DIRECTION A:
Answer these from the essay about grief:
(i) At what age does the essay say you are supposed to lose a parent?
(ii) When did the writer lose their parent?
(iii) At what age did the writer's friend lose her mother?
DIRECTION B: Extend the essay about grief, picking up right after its last sentence.

SELECTED EXTRACT:
◇ ◇ ◇ ◇
But sharing that story with others even years later is still a mess. In that one moment, I must play both roles of victim and comforter. I inflict pain with my unpleasant story (how dare I not have a happier response?), so I must perform tenderness as well as sadness. I must assure my conversation partner gently (not too emphatically; that’d just be disrespectful) that no, they had done no lasting harm; it’s a terrible story but yes, yes, I’m not crying, see? I’m okay. So it’s okay. We’re okay.

What a racket.

It’s a silly thing: there’s really no great response to the question, but the question itself isn’t flawed. It’s polite to ask about one’s family, and it’s certainly not anyone’s fault my mother died. But there’s an angry part of me that asks why the onus always falls on me to make you okay. Why must you apologize? Why do you ask forgiveness for an event that is completely out of your control? Why should I have to teach you about death?

It’s not as though reminding me is something unusual. I remember my mother daily. I know that death happens. Asking about her doesn’t make me any sadder (or frankly, any less sad) at her death.

That’s the thing about grief: losing someone you love is filled with pain, complicated emotions, loneliness, and a lifetime of remembering. But in that death, you must grow to accept a society that finds death so incredibly bizarre. As a society, we’re afraid of dying, and of being left behind. And my reminding you that no, my story is not “a lifetime of mother-daughter brunches” is a sad moment for you. Death happens to everyone, remember? I’ve let you in on a moment of my lifetime of sadness. And I’m the one who has to see to your comfort (no no, we’re still alive, see?), to guide your temporary grief.

Experiencing death is supposed to turn you into an expert on teaching others in moments of grief. You’ve been through it, so you’re different. And I’ll admit, I’ve felt different after loss. But as someone who experienced death at so young an age, I’m an unusual professional griever. You’re supposed to lose a parent when you’re 60—that’s partly why you stop asking about parents’ professions after a certain age. You’re not supposed to lose your parent the summer after your freshman year of high school.

But those same words that we use to comfort others in grief aren’t useful when your mother died so young. I can’t say, “She lived a long full life,” or “At least she’s not in any pain anymore.” And so I just say, “It’s okay,” even though it’s not, and I’m sad, and it’s gross and miserable and wrong and unfair. My peers still had their mothers. Why couldn’t I? Why didn’t I?

A friend of mine, who lost her mother at 18, has a passionate loathing for those middle school “your mom” jokes.
◇ ◇ ◇ ◇
ENTRIES SUPPLIED:
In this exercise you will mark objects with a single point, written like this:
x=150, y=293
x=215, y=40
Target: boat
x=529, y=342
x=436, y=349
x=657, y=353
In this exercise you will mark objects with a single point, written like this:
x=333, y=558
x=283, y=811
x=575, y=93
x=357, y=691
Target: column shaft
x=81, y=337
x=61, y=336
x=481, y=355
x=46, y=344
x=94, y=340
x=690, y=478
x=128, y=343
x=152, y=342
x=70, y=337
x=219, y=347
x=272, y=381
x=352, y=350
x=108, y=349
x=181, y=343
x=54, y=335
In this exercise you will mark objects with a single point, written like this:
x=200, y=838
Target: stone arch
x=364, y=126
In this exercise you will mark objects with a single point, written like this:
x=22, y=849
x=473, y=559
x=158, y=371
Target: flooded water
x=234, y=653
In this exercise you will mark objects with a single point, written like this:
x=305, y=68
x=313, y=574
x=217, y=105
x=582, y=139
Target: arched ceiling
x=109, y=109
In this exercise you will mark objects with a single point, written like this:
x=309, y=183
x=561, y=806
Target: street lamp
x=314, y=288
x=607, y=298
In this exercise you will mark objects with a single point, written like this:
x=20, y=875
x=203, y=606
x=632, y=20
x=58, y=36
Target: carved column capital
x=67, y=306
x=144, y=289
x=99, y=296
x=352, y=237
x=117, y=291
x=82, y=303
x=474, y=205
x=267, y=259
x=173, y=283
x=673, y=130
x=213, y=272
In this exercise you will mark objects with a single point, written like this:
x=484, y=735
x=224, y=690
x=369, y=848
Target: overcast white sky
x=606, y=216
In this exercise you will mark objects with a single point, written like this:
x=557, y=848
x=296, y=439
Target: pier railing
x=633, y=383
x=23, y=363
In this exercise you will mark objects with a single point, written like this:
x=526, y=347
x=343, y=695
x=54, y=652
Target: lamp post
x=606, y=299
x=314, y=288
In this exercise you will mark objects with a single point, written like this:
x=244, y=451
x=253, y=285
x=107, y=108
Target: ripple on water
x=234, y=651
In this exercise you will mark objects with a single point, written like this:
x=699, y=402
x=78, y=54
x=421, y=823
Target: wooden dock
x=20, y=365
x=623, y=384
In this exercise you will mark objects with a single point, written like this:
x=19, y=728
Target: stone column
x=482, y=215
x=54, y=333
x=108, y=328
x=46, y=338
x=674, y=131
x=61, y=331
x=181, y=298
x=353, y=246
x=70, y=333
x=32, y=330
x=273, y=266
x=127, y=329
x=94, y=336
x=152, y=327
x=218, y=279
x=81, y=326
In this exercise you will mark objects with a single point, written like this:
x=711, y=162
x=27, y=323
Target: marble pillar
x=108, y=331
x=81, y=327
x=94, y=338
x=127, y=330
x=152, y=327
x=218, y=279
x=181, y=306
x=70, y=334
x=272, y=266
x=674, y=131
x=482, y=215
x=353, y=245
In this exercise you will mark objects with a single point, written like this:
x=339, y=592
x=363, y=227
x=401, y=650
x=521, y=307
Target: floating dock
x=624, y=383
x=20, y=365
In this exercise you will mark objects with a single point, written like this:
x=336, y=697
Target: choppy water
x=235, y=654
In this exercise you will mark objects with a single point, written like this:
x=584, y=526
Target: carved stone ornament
◇ ◇ ◇ ◇
EXERCISE RESULT A:
(i) At 60.
(ii) The summer after the writer's freshman year of high school.
(iii) At 18.

EXERCISE RESULT B:
“Your momma’s so fat, when she walks in a room, she sits next to EVERYBODY!”

“Your momma’s so old, she went to school with JESUS.”

And the classic response to any insult: “So’s your mom!”

Hilarious, right?

When my friend comes across anyone still willing to use these jokes, she’s perfected her response: “Stop. My mother is dead.”

Cue panicked expressions. “Are you for real? Dude, that’s not funny.”

“I know. Stop using that joke.”

It’s fast. It’s direct. It gives immense power only to the person using it, while making the joker into a villain—who can call you out on that? (And honestly, the joke is a miserable excuse for an amusing comeback, so this technique is a fast way to help this joke format die out.)

The “dead mom” card is the ultimate trump.

And I’ll admit, when I’m in this situation (or something similar), I often want to use her response. When I’m sick of answering politely about my family, when I’m feeling vulnerable or when people are willfully ignorant, or when I’m tired of grieving on my own. It could be a comeback to a stupid joke, or a quick response to a casual question, or a reply to a friend’s story about a fight she had with her mom.

Suck it up. At least your mother isn’t dead.

Instead of walking someone through the experience of grief, it’s a quick punch to the gut, a reminder of the nearness of death without that comforting, “There, there; it’s okay!” I could use my mother’s grief as a weapon, to get what I want, or to make others feel sad. And doesn’t misery love company?

Yes, but I love company, too. And knowing the pain I’ve experienced, I want to be careful not to show people this sadness unless they’re already there. So I wait, and I comfort when I can.

As a whole, our society needs to be more open about its relationship to grief, and to understand the permanent identity shift with someone who is living with loss.

Death is not okay. But it happens. And it’s okay to feel loss, and to talk about it.